• Exercise
Gather each line from the items below that contains the word "rock", and copy those lines in full.

========================

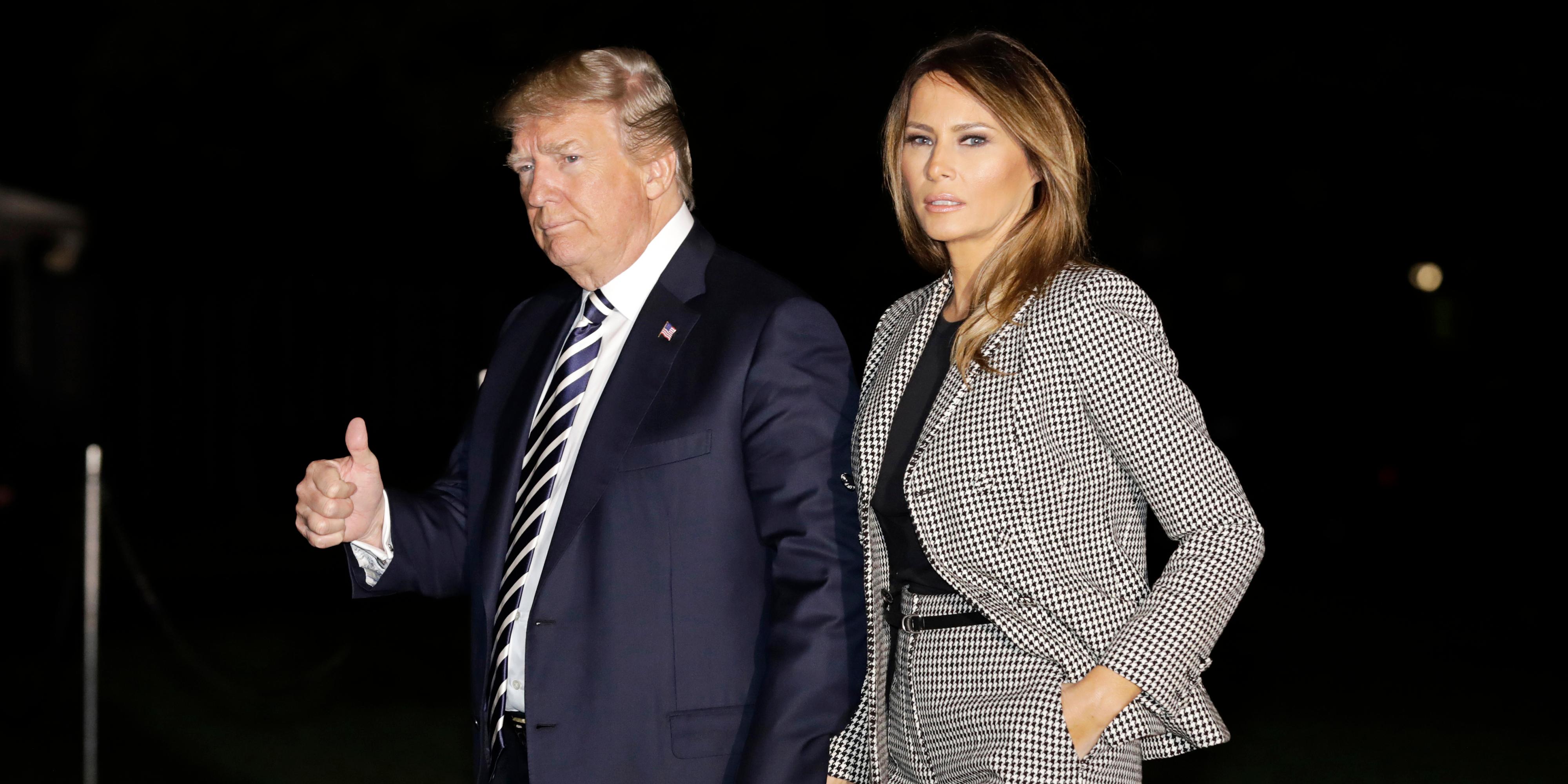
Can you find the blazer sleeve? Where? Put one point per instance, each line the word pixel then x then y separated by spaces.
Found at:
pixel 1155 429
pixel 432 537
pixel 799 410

========================

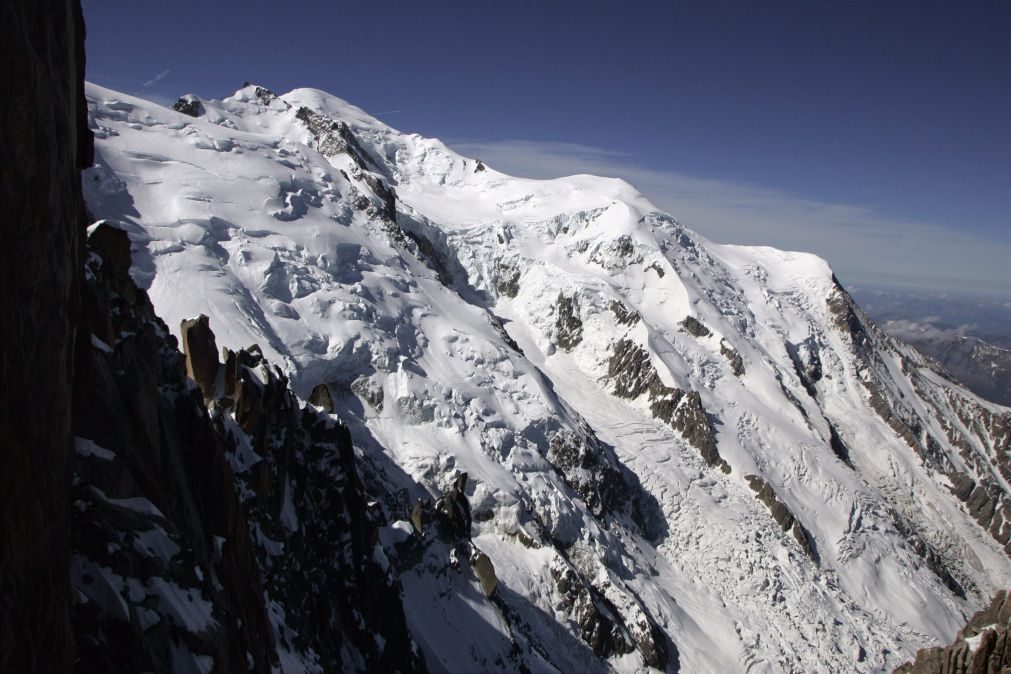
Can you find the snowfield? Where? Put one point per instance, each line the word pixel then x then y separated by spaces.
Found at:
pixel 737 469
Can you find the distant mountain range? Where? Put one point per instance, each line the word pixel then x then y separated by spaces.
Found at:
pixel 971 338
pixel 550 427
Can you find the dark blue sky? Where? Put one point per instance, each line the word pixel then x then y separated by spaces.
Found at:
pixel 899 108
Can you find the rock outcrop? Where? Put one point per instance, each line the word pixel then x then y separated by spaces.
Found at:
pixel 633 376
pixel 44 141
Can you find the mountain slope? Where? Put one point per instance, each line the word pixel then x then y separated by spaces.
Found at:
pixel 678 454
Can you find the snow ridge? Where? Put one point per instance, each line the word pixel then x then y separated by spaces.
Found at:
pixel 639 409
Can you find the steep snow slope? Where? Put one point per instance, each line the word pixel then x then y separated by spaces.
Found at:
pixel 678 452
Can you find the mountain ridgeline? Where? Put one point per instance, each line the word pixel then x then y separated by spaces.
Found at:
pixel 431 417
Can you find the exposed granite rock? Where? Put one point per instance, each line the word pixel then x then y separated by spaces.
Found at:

========================

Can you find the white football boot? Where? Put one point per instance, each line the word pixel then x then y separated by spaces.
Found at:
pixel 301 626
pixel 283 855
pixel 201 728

========================

• Exercise solution
Can you find the rock outcrop? Where? Put one point per instance, each line the word pixel then x then y separated by spaces.
Can you find the exposed granite rock? Where? Put one point per instance, each line the word pixel then x then y separated by spaces.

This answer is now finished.